Записи для разметки рамок объектов:
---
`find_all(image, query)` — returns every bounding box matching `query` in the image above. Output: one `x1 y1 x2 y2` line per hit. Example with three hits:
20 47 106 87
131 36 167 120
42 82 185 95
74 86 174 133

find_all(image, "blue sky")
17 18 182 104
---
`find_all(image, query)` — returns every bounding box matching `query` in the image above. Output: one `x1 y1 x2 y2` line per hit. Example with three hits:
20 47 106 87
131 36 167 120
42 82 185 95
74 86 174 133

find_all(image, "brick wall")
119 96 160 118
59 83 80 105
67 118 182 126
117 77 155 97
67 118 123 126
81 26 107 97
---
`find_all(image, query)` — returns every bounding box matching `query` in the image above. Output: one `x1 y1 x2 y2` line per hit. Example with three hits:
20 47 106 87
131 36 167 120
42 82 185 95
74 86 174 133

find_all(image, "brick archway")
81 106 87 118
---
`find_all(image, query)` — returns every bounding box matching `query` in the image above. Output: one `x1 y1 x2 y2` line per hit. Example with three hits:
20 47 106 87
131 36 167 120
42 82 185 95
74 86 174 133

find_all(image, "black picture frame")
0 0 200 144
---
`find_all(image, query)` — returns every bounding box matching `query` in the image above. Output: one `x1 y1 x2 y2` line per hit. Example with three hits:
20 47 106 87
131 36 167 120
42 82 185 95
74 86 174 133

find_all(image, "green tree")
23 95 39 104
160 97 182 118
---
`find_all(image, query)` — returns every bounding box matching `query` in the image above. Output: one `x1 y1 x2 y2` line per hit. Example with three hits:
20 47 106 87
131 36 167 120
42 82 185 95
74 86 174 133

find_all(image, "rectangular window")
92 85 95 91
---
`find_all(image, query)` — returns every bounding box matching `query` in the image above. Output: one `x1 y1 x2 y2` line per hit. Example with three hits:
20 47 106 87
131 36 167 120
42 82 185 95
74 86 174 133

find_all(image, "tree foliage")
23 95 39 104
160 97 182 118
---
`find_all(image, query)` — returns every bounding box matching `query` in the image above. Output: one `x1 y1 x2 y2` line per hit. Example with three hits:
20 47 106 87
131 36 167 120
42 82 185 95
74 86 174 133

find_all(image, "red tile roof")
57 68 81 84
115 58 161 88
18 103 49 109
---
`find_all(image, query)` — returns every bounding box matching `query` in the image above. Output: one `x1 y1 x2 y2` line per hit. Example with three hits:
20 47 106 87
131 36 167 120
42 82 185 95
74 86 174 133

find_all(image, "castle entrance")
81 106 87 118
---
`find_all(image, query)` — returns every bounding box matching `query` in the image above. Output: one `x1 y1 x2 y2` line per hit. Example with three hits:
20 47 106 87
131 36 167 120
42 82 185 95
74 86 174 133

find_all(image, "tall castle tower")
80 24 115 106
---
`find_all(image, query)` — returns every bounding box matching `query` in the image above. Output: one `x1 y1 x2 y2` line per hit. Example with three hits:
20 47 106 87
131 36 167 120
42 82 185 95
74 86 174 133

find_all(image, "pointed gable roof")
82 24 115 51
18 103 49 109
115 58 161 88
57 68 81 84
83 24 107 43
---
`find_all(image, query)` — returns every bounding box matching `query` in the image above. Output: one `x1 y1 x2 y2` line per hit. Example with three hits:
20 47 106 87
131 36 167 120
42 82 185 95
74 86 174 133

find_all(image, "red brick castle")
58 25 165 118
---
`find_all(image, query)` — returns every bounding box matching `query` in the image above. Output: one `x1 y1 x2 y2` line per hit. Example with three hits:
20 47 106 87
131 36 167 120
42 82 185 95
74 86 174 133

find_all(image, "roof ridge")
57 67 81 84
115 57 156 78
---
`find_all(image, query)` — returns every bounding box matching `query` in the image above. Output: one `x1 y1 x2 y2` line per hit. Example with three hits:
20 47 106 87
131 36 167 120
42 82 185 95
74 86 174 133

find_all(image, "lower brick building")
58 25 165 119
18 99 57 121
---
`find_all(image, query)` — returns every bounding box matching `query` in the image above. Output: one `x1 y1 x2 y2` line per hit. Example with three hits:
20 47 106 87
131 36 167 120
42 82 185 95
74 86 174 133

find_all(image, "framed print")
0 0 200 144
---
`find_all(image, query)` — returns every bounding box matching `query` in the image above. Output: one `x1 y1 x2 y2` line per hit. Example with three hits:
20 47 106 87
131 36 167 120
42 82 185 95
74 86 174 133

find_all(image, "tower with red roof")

Что сделать
Найдите в пунктах выше все строки, где есть слово «tree», и перепишите их.

Верный ответ
find_all(image, "green tree")
find_all(image, "tree foliage")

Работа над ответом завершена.